======== Source document ========

By Andrea Swalec | April 12, 2013 7:35am

SOHO — Chef Philip Guardione spends his days on Prince and Spring streets, but you won't catch him buying ingredients at Dean & DeLuca.

Only foods specially shipped from his homeland of Sicily pass the test for the man in the kitchen at Piccola Cucina Enoteca at 184 Prince St., as well as at his new spinoff eatery Piccola Cucina Osteria, located at 196 Spring St.

Three to four times a week, Guardione, a 31-year-old Sicily native, receives shipments of cheese, produce, oil, fresh fish and more.

"Everything tastes different. The ocean is different. It has more salt. The fish tastes different," he explained. "We import everything, even the people," he added, pointing to the all-Italian staff in the tiny Spring Street restaurant's open kitchen.

Since opening the last weekend in March, Piccola Cucina Osteria has served traditional Sicilian entrees — a slight departure from the small plates and tapas-like items served at its Prince Street counterpart, which opened in May 2009, Milan-born manager Davide Poggi said.

======== Record excerpts ========

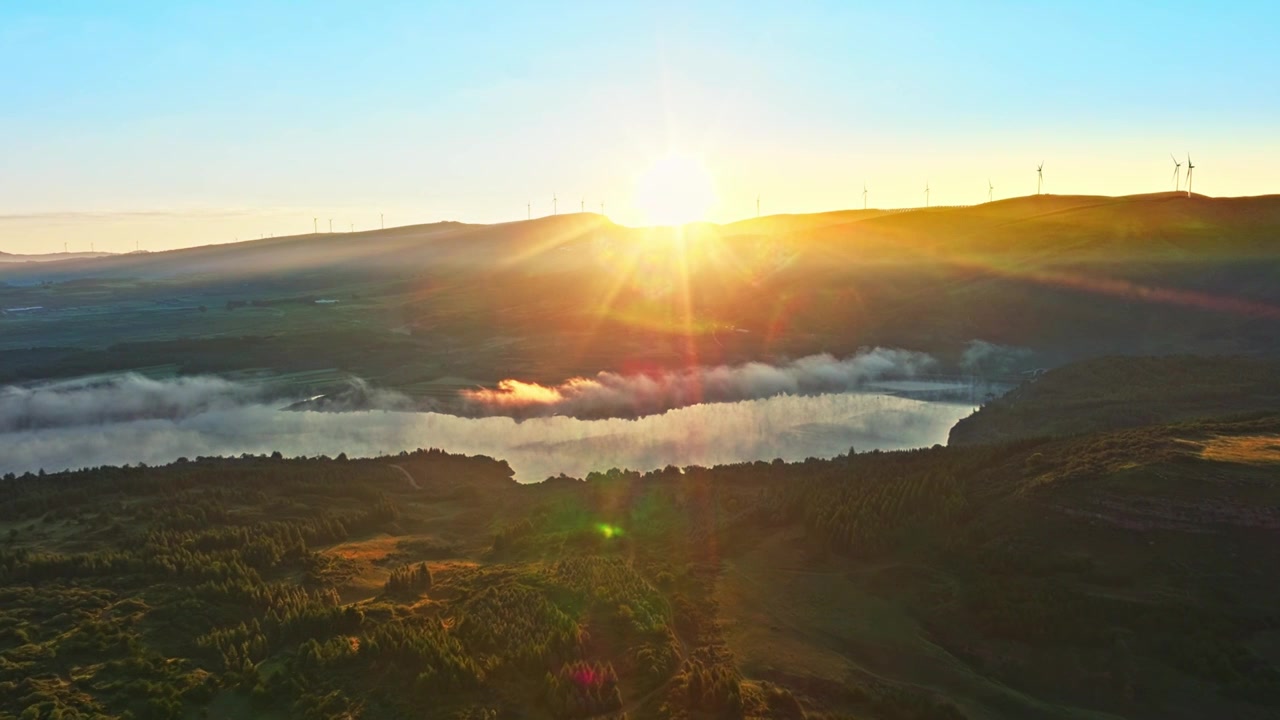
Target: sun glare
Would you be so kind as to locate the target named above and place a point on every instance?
(673, 191)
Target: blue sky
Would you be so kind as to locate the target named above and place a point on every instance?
(233, 119)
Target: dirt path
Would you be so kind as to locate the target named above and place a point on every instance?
(407, 477)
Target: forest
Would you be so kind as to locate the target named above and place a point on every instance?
(1112, 573)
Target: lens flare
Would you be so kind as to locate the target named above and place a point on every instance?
(673, 191)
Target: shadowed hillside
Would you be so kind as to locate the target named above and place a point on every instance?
(1119, 574)
(1123, 392)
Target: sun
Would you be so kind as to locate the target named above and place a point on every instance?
(673, 191)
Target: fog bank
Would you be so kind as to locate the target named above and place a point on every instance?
(787, 427)
(612, 395)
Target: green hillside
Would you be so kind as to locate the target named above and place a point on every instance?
(1118, 574)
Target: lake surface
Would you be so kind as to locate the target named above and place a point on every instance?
(786, 427)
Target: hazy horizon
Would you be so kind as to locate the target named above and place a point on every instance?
(167, 126)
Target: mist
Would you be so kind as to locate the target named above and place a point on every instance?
(91, 423)
(612, 395)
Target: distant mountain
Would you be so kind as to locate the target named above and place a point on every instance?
(1110, 393)
(50, 256)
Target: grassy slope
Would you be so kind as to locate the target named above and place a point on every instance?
(1100, 575)
(1119, 392)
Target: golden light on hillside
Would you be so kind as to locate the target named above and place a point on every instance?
(673, 191)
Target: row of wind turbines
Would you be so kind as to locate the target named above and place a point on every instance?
(1040, 182)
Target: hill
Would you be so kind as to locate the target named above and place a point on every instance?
(1119, 574)
(1121, 392)
(1061, 278)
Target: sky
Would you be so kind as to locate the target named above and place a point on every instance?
(158, 124)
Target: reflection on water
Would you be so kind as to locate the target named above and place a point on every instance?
(786, 427)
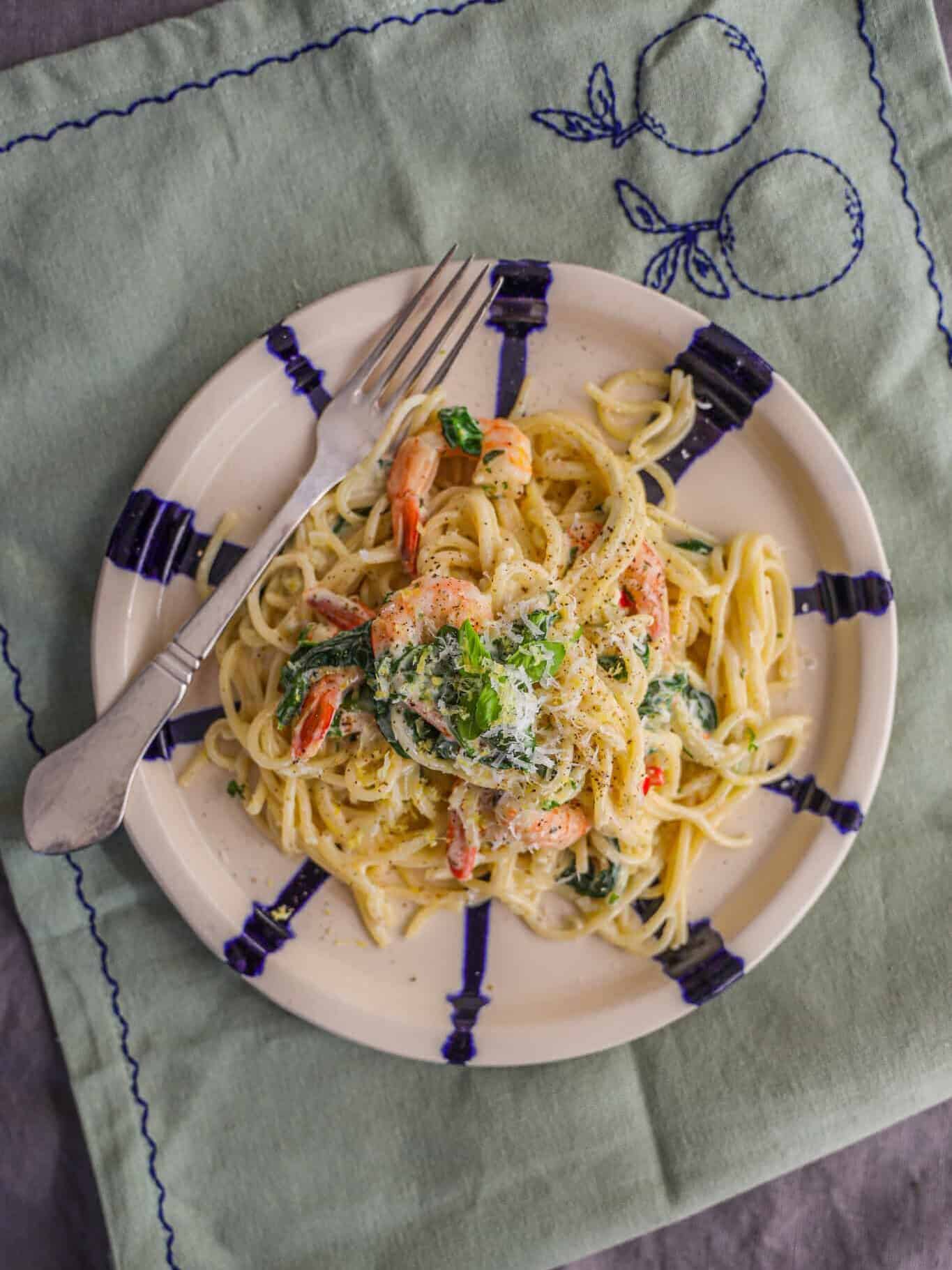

========

**Work to complete**
(a) According to the article about the Piccola Cucina restaurants, how often does Guardione receive shipments from Sicily?
(b) Please resume the article about the Piccola Cucina restaurants, picking up after its last sentence.

**Responses by task**
(a) Three to four times a week.

(b)
"There is for a younger crowd," he said of the Enoteca. "Here it's more classic."

Fresh pasta dishes at the casual, 28-seat restaurant include pasta alle sarde with Sicilian sardines, pine nuts, raisins and wild fennel, and run anywhere from $14 to $24 each.

The wine list showcases selections from Sicily and Tuscany.

Guardione said he hopes to provide the same level of dining at Piccola Cucina Osteria that he created at Piccola Cucina Enoteca, which won a Michelin Bib Gourmand award in 2012 for providing good cuisine with good value.

"I want to bring the same as before — quality, design and service," he said.